_Records for the exercise_
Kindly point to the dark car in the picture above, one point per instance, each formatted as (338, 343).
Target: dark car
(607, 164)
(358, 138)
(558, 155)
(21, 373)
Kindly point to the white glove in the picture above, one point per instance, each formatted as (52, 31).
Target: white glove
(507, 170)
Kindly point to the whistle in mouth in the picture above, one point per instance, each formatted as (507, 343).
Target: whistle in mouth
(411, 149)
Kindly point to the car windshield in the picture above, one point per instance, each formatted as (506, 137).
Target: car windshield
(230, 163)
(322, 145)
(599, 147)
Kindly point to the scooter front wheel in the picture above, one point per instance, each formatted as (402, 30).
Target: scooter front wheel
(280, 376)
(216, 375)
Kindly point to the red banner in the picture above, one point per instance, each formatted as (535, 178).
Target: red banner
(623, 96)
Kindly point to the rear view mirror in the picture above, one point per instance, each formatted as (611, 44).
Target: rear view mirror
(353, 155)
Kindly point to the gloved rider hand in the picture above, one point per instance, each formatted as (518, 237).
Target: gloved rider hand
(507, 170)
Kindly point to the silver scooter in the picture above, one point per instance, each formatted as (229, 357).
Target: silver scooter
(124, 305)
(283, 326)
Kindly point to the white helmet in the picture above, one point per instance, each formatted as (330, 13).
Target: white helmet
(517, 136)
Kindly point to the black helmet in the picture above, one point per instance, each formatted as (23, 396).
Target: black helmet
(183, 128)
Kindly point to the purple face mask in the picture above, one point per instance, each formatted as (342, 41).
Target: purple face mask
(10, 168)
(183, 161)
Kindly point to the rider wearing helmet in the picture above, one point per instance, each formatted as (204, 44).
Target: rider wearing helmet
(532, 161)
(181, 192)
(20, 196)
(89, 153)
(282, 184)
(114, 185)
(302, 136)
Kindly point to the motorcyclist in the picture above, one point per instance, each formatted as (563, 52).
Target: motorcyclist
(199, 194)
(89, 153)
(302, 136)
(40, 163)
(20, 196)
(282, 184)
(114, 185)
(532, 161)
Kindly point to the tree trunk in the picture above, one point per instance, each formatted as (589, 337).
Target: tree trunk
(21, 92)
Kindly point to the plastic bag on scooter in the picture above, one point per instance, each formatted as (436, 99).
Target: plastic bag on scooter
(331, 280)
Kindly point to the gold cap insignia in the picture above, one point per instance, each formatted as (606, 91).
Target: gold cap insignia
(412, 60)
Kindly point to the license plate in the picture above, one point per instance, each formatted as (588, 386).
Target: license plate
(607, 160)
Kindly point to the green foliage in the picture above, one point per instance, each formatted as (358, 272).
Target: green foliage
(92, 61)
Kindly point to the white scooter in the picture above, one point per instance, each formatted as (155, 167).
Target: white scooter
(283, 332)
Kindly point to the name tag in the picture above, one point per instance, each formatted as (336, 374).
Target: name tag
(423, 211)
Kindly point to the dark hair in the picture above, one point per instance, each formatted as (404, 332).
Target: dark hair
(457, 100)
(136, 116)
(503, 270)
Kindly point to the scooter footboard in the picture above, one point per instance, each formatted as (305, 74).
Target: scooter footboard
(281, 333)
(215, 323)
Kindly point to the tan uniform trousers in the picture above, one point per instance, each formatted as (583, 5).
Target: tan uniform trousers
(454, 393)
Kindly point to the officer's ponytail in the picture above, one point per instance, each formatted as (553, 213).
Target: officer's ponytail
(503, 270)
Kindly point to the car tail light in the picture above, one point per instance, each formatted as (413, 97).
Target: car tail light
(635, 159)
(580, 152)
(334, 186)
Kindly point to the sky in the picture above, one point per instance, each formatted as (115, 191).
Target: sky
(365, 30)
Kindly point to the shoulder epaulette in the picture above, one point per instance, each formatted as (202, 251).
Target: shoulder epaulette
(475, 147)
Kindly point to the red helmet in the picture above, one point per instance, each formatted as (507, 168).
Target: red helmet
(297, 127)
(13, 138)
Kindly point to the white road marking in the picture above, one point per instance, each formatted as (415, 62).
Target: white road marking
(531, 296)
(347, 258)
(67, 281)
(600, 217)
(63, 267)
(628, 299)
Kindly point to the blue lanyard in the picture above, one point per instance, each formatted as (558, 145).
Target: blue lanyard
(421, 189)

_Exercise details_
Rewrite the listing from the line with "Kindly point to the blue" through the end of the listing, including the request, and shift every coordinate in the answer points up by 14.

_Response to the task_
Kindly point to the blue lanyard in the picture above, one point per instance, each formatted as (558, 145).
Target: blue lanyard
(435, 203)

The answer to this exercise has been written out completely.